→ **TEXT EXCERPT**:
Rishworth gave her first speech to the House of Representatives in February 2008. She spoke of the time when she was a retail worker at Toys "R" Us during her teenage years and was offered an Australian workplace agreement (AWA) as a result of new laws introduced by the Howard government, which she refused to sign and as a result was put out of work.

"Industrial relations has been important to me for many years. I felt the hard edge of the 1996 workplace relations legislation when I was offered an AWA while employed by a large American retailer. I refused to sign and was no longer offered work despite my five years of loyal service. I was 19 years old at the time. Hence, industrial reform and the enforcement of AWAs is not merely an abstract concept for me."

Rishworth's work in the parliament included being a member of the health and ageing, communications as well as the industry, science and innovation committees.

In September 2008, Rishworth introduced a private member's bill in the parliament calling for a new agreement between the Australian and British governments concerning the need to index the British pension in Australia.

In February 2010, Rishworth again introduced a private member's bill into parliament, this time calling for a new code of conduct for the media industry to moderate the rapid growth of sexualisation in video clips, magazines, clothes and the internet.

→ **DATA FOR ANALYSIS**:
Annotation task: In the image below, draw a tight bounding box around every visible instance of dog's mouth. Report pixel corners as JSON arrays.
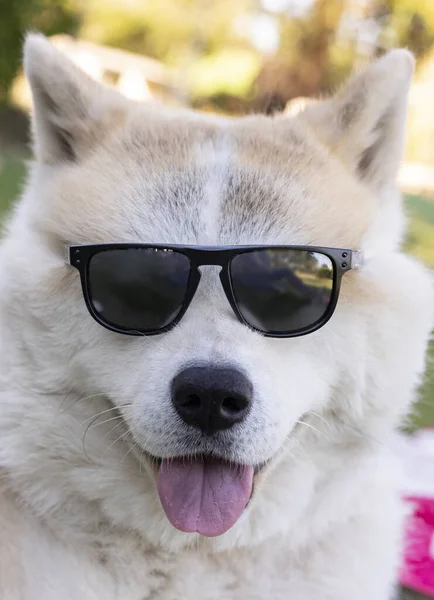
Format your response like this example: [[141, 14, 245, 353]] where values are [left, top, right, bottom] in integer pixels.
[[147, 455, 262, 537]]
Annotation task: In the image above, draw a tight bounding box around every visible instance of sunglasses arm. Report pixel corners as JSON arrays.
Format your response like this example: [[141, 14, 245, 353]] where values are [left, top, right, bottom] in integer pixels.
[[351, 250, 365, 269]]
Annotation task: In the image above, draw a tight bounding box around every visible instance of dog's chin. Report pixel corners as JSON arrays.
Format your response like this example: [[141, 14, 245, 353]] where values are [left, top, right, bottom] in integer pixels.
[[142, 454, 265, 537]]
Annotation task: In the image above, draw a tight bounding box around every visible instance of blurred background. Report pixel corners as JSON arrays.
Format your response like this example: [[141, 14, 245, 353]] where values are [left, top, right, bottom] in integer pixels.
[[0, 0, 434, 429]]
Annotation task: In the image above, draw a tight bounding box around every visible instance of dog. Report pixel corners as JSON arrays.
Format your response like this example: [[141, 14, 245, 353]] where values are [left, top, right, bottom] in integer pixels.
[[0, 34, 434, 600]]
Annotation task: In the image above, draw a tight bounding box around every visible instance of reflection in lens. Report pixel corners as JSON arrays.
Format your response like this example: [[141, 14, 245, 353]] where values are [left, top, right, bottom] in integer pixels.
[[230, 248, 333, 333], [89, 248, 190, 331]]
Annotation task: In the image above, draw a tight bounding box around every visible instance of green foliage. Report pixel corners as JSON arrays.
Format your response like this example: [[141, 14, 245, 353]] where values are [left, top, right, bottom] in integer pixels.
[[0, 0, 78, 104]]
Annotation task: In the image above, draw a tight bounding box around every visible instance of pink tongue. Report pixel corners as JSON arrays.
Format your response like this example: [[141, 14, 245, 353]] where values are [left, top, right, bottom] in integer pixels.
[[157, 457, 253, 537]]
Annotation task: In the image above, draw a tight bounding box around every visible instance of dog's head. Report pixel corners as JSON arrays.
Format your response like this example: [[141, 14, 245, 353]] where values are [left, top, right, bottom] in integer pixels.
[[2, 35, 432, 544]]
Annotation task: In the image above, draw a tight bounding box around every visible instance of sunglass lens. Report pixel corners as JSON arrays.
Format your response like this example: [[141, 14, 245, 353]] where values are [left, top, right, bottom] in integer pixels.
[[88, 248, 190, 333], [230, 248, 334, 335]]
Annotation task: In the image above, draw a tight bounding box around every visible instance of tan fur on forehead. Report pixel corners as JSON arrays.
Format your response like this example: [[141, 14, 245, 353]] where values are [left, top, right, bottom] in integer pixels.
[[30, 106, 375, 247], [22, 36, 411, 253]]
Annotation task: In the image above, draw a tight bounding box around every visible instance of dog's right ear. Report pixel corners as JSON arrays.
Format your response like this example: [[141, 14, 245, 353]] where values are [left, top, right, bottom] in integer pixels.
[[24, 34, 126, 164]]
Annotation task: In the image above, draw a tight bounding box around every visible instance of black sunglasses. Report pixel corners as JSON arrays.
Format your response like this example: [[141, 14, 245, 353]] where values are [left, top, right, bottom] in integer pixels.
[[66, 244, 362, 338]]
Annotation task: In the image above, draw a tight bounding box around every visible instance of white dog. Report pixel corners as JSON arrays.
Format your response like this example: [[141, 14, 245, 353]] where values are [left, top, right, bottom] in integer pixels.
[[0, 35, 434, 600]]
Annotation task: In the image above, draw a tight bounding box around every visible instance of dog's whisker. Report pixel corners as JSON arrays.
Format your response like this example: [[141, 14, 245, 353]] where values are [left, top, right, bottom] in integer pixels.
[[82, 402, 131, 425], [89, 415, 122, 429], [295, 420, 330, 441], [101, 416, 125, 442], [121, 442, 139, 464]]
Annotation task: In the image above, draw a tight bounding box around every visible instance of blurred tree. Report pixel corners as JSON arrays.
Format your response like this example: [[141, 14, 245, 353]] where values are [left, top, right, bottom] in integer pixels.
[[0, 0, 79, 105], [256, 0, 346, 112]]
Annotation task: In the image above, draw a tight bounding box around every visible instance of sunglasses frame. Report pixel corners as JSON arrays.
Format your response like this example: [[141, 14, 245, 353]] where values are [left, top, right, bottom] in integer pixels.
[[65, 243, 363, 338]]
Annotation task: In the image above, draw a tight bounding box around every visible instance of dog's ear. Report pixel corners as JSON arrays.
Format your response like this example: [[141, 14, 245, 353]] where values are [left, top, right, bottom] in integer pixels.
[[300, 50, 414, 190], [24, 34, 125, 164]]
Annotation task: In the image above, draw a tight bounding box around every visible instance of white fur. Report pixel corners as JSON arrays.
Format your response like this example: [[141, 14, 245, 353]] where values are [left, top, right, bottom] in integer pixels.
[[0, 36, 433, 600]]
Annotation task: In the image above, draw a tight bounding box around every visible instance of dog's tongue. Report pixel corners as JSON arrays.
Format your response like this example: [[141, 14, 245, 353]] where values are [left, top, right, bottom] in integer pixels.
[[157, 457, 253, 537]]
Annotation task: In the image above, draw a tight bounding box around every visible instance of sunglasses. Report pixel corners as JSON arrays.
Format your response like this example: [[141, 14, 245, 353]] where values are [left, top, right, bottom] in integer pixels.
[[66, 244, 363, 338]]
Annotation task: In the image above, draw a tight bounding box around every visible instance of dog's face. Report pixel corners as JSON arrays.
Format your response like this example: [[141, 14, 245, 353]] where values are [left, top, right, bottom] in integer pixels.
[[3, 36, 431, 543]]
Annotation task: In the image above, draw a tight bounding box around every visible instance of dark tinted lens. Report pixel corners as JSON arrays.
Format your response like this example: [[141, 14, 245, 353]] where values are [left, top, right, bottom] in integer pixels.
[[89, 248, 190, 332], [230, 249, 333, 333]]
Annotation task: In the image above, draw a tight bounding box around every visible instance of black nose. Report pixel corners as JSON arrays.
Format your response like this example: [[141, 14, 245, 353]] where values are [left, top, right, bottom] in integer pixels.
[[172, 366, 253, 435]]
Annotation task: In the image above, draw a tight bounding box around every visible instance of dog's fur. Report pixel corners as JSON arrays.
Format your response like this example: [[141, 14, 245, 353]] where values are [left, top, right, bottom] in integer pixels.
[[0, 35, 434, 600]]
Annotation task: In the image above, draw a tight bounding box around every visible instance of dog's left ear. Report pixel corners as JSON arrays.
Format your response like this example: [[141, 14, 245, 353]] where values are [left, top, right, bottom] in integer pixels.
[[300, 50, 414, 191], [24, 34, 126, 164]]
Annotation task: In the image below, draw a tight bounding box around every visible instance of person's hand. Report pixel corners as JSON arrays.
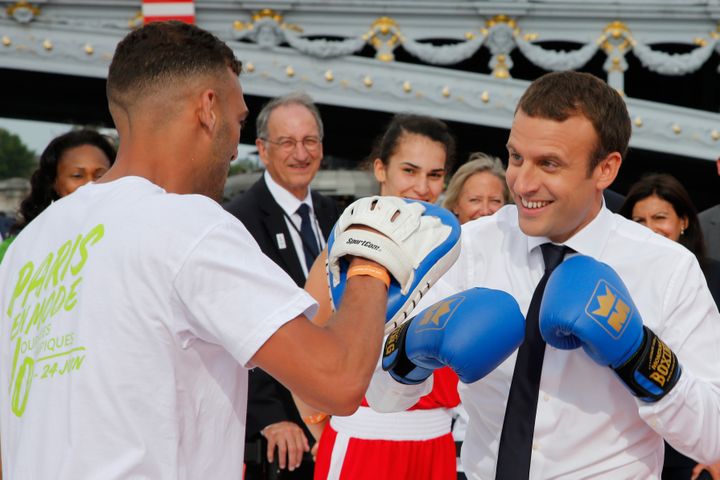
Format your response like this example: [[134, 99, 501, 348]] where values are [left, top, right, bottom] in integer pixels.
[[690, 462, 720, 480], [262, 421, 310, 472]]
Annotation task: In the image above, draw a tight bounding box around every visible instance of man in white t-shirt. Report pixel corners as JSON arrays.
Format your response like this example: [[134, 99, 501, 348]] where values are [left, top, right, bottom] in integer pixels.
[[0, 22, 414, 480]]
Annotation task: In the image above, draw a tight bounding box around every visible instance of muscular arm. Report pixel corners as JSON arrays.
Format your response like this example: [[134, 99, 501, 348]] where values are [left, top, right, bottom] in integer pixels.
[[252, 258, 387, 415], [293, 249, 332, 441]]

→ **TASK INSTRUCTIONS**:
1/ List every parliamentary committee that the Rishworth text says she was a member of.
2/ According to the Rishworth text, how old was she when she was offered an AWA?
The records are not needed for any of this.

→ **YOUR WRITTEN ANSWERS**:
1/
- Health and ageing
- Communications
- Industry, science and innovation

2/ She was 19 years old.